SHORT EXERCISE
Rewrite the listing as a numbered list, starting at the line that contains "[point] person in" and running through the last line, with both ends included. Leave out any blank lines.

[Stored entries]

++++++++++

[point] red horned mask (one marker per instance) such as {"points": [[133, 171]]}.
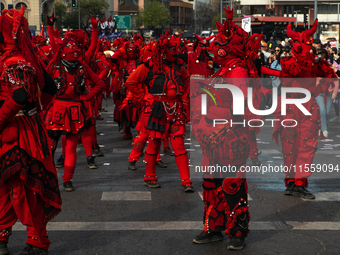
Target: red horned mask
{"points": [[302, 41]]}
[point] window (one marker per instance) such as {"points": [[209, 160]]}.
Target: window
{"points": [[18, 7]]}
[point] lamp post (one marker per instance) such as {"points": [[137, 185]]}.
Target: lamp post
{"points": [[42, 11], [295, 12]]}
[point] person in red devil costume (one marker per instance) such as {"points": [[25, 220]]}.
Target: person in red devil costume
{"points": [[226, 207], [299, 143], [166, 80], [28, 179], [126, 59], [67, 114]]}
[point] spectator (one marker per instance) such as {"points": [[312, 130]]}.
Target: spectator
{"points": [[317, 43], [326, 97]]}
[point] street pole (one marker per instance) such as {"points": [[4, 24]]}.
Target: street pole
{"points": [[194, 13], [315, 17], [221, 12], [79, 13]]}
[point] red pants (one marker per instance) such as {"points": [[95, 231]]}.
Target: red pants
{"points": [[181, 158], [19, 202], [138, 145], [299, 143]]}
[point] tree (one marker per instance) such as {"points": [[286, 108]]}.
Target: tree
{"points": [[218, 18], [60, 12], [87, 8], [204, 15], [153, 15]]}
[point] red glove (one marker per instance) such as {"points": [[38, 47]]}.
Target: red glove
{"points": [[8, 110], [51, 19], [124, 104]]}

++++++++++

WORKED SOLUTION
1. [point] person in red devil costume (one marker per instance) such as {"points": [[25, 220]]}.
2. Target: person in red devil costume
3. {"points": [[226, 207], [299, 143], [166, 80], [28, 179], [126, 59], [67, 114]]}
4. [point] spectator (one marker per instance) such as {"points": [[312, 130]]}.
5. Target: spectator
6. {"points": [[317, 43], [326, 97]]}
7. [point] street pole (one marker per instance) such as {"points": [[4, 24]]}.
8. Target: street pole
9. {"points": [[194, 13], [315, 17], [221, 12], [79, 13]]}
10. [point] red pants (one marker per instance) such as {"points": [[95, 231]]}.
11. Target: red pants
12. {"points": [[181, 158], [19, 202], [138, 145], [299, 143]]}
13. [point] tree (one marker per instance) such as {"points": [[286, 108]]}.
14. Target: tree
15. {"points": [[218, 18], [60, 12], [87, 8], [204, 15], [153, 15]]}
16. [point] red glove (one marker per instance) such as {"points": [[38, 47]]}.
17. Target: red glove
18. {"points": [[8, 110], [51, 19], [124, 104]]}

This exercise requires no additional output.